Problem statement
Could you reproduce all of the entries below without a single change?

Material provided
______________________________

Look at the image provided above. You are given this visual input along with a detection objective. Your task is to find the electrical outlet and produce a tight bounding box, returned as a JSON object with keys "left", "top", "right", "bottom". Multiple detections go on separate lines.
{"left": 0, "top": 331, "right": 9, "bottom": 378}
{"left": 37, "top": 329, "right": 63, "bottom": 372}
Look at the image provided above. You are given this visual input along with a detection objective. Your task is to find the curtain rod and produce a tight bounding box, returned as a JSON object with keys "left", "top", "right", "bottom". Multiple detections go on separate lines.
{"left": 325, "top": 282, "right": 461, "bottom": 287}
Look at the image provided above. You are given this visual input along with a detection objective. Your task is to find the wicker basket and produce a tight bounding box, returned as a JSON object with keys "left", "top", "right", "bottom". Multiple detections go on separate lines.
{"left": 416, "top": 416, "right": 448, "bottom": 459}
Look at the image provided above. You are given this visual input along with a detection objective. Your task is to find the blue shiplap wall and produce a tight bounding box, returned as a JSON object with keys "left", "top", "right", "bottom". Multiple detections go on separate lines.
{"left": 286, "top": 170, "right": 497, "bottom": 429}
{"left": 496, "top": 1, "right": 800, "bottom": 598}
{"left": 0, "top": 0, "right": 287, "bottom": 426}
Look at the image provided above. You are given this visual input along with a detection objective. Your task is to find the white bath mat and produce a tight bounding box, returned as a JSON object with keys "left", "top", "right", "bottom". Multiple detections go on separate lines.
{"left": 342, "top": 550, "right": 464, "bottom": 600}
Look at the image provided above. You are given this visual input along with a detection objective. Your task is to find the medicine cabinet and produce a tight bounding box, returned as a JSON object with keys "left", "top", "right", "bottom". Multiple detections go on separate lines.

______________________________

Your response
Look at the image provided above. You are given this visual input along with a detection objective. Your task is to find the electrical outlet and produce a tight bounding box, returned as a JSON object with keys "left", "top", "right", "bottom". Multiple detections go on separate lines.
{"left": 0, "top": 331, "right": 9, "bottom": 378}
{"left": 37, "top": 329, "right": 63, "bottom": 372}
Look at the image provided above. You are given this visual input along with a detection objective. Your task is to find the curtain rod and produce a tight bounding box, returned as a JSON object with keys "left", "top", "right", "bottom". Multiple detections go on separate lines.
{"left": 325, "top": 282, "right": 461, "bottom": 287}
Look at the image provided above. You are given this visual input along with a detection objective. Your task is to find the wicker basket and produce a tight bounding box, returned as a JSON object with keys "left", "top", "right", "bottom". Multiple detections go on separate lines.
{"left": 416, "top": 416, "right": 448, "bottom": 459}
Look at the image provided above. You are given this visual input along with a detection objective. Your task is to find the blue shiplap wall and produce a tight bounding box, returned as a JSON object with keys "left", "top", "right", "bottom". Multiple detections go on separate lines.
{"left": 286, "top": 170, "right": 497, "bottom": 429}
{"left": 496, "top": 1, "right": 800, "bottom": 598}
{"left": 0, "top": 0, "right": 287, "bottom": 426}
Look at the image provided above. You are given this visual input along with a detection objective. Your task is to find the white bath mat and produce a tight bounding box, returned as a JSON object with keys "left", "top", "right", "bottom". Multiple detections go on separate lines.
{"left": 342, "top": 550, "right": 464, "bottom": 600}
Look at the image provided above. You are given this visual input along with a detection objective. Your task is to find the medicine cabinet and produce a tight bounding box, returned as a JSON object with keys "left", "top", "right", "bottom". Multiple detections go on separate lines.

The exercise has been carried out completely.